Task to carry out —
Rewrite each of the items below, putting "single marker" wherever "single pin" occurs and leaving all other text unchanged. Omit the pictures from your version.
━━━━━━━━━━━━━━━━
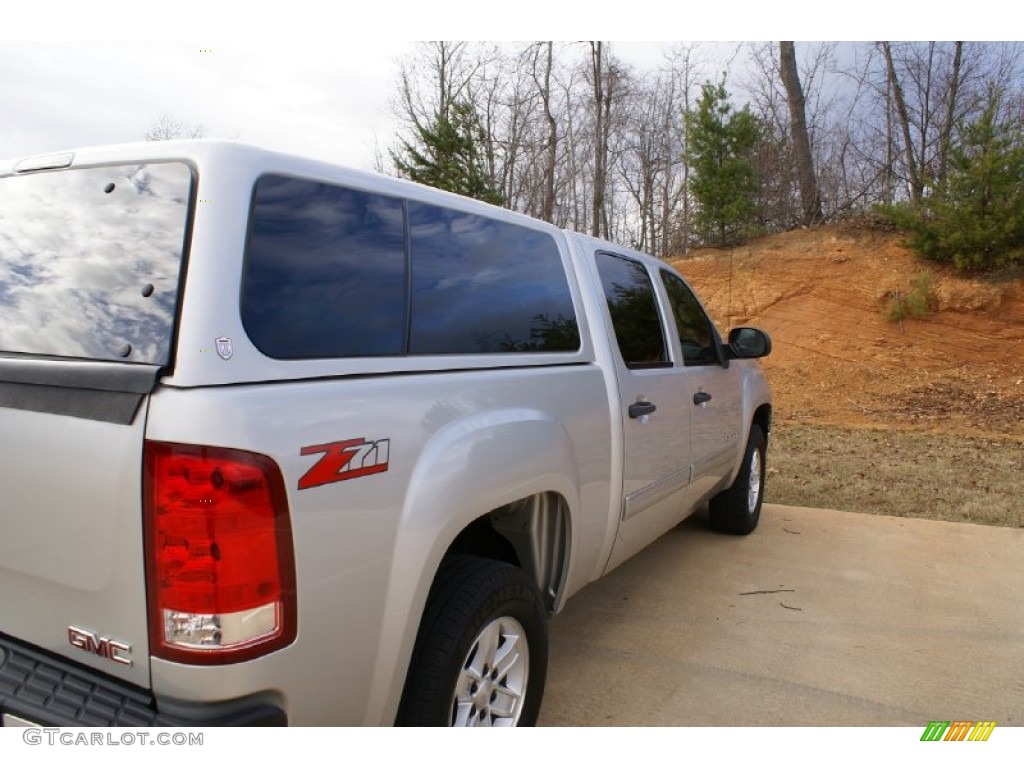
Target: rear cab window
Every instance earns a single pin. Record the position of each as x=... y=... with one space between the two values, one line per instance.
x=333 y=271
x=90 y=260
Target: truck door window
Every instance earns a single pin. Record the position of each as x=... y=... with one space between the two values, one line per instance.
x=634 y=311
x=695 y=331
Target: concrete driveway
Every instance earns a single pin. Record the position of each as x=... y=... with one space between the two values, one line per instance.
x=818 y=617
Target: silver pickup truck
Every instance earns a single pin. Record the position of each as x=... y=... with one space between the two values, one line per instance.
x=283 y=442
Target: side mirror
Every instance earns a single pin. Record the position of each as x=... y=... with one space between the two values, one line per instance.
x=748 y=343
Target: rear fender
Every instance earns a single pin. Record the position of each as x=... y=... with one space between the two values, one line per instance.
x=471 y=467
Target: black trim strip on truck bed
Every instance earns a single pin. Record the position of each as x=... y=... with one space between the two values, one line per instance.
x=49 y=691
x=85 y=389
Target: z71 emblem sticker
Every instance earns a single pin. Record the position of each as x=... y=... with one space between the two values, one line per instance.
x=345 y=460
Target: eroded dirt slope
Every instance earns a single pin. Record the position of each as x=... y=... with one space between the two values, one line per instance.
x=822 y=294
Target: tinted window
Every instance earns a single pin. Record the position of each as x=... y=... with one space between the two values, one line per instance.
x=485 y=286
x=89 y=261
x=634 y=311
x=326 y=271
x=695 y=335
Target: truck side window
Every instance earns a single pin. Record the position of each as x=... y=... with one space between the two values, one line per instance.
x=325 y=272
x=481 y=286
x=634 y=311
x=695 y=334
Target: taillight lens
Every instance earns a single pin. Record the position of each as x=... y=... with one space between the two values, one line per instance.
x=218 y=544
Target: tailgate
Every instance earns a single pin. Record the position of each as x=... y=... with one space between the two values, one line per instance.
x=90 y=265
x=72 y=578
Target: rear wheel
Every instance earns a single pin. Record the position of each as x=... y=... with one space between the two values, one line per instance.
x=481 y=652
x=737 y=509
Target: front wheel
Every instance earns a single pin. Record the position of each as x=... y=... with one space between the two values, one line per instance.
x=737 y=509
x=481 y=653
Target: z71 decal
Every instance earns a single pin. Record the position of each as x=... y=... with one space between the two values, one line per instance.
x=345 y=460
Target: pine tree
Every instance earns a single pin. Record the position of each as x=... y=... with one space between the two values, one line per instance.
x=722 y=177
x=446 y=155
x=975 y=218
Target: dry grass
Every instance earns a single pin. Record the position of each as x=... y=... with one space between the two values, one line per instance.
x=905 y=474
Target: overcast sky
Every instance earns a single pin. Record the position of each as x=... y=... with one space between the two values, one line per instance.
━━━━━━━━━━━━━━━━
Exercise output —
Target: rear cab window
Every instance earns a single marker. Record the position of each as x=... y=... with one space between the two values, one line per instance.
x=333 y=271
x=90 y=260
Target: truck door window
Every instance earns a single marker. Record the position of each as x=... y=... with one space between the two values, one line per instance.
x=634 y=311
x=695 y=331
Target: concrete driveway
Every instance earns a single marker. Record the position of each as x=... y=... with one space between the two values, one line per instance.
x=818 y=617
Target: silver pickup truck
Every instance earns a single marker. Record the position of each as x=... y=... with one space between the two values, one line per instance.
x=283 y=442
Target: side mirror
Every instance earns a single marker. Record the position of each as x=... y=... with one space between the two values, one line per instance.
x=748 y=343
Target: rear fender
Every instance earns a single marker. Record the position of each as x=... y=... with one space between the two values, one line per instance.
x=471 y=467
Target: black trim strip on truck bed
Every instance earns a single marker. Record the position of each as x=... y=... with one space between the two values, one line per instance.
x=49 y=691
x=85 y=389
Target: z71 emblem sticker
Every instance earns a single marker. Record the position of each as x=... y=... with one space between the two values, one line per instance.
x=345 y=460
Target: eroded dirt slope
Every instance earns a single marker. Record the position of each as x=... y=... with one space between the two values, one line per instance.
x=822 y=294
Target: tinted window
Every instance earns a single marker. Record the position of each as x=... y=... with one space between the two values, one line per instance.
x=485 y=286
x=89 y=261
x=634 y=311
x=326 y=271
x=695 y=335
Target: truck side window
Every instance earns a single marker. Record the position of each as x=... y=... with one space between the two values, one line per instance.
x=325 y=272
x=481 y=286
x=634 y=311
x=695 y=334
Target: taillight lens
Every instance earns a single marker. Record the position of each as x=... y=... with one space between the two values, one line per instance.
x=218 y=544
Target: tailgate
Every instance earns a single marker. Record the position of each as x=... y=... with one space between the two values, one line per instance.
x=90 y=265
x=72 y=578
Target: rear wheel
Every instance earns a single marker. Record the position of each as x=... y=... with one space between the two values, one line per instance.
x=481 y=652
x=737 y=509
Target: front wheel
Every instance earns a single marker. Record the position of each as x=... y=... with one space between the two values, one line per instance.
x=737 y=509
x=481 y=653
Target: z71 decal
Every instance earns a single marker. Record the position of each as x=... y=... with one space between the two values, one line per instance.
x=345 y=460
Target: pine tree
Every instance earns a single marker. Record the position of each as x=... y=... with one space between the two values, one line per instance.
x=722 y=177
x=446 y=155
x=975 y=218
Target: dry grass
Every instance earns a single marker. Record the position of each as x=... y=... with one space between the two values, one line per instance.
x=905 y=474
Target: overcast sky
Every instance earns a single marker. Record the position of each as x=... y=... with one space between the two values, one line per instance.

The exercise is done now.